**Extracted entries**
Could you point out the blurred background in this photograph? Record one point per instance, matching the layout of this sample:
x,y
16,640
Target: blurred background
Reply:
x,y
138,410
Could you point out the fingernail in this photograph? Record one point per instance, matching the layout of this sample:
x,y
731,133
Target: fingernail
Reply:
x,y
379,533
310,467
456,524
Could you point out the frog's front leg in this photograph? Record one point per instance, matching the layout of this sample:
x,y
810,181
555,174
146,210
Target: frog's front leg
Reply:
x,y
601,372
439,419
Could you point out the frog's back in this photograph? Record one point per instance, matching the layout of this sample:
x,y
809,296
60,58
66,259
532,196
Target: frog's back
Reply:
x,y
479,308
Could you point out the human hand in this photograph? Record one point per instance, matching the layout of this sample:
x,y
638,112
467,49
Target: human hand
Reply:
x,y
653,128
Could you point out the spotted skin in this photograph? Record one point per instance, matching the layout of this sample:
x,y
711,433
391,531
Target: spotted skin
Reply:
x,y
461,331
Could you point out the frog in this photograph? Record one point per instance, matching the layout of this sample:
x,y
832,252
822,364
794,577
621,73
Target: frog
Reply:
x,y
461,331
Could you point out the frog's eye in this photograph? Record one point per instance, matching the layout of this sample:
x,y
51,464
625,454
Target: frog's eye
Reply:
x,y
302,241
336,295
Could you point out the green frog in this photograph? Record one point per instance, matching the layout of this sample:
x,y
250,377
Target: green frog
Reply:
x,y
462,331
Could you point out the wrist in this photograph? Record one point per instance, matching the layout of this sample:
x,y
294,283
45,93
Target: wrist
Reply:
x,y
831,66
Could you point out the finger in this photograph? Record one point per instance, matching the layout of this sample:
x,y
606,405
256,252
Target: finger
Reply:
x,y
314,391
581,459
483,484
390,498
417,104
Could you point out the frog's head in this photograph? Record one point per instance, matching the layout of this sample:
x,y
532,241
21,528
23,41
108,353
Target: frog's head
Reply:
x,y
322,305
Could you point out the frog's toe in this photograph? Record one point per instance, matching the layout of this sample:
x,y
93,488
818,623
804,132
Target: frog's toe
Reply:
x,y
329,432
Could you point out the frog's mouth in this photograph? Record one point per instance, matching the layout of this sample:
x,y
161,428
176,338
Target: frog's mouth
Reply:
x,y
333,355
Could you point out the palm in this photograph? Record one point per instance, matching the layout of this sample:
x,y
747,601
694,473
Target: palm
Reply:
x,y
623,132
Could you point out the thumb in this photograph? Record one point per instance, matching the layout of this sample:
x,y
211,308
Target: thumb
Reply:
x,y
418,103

**Exercise instructions**
Write out, word for word, every line from the one containing "Could you point out the frog's mouth" through the last line of the records above.

**Result of this task**
Could you point out the frog's mouth in this photograph? Record one point per instance, matching the layout of this sample:
x,y
161,428
176,338
Target: frog's mouth
Reply:
x,y
333,355
Could you point out the palm in this photograph? Record one point per instance, matching the layout of this sample:
x,y
747,601
694,473
Target: palm
Reply:
x,y
623,132
Could you point out the thumb in this photograph? Record one point per instance, matching the layout of this sample:
x,y
211,308
Target: thumb
Reply:
x,y
418,103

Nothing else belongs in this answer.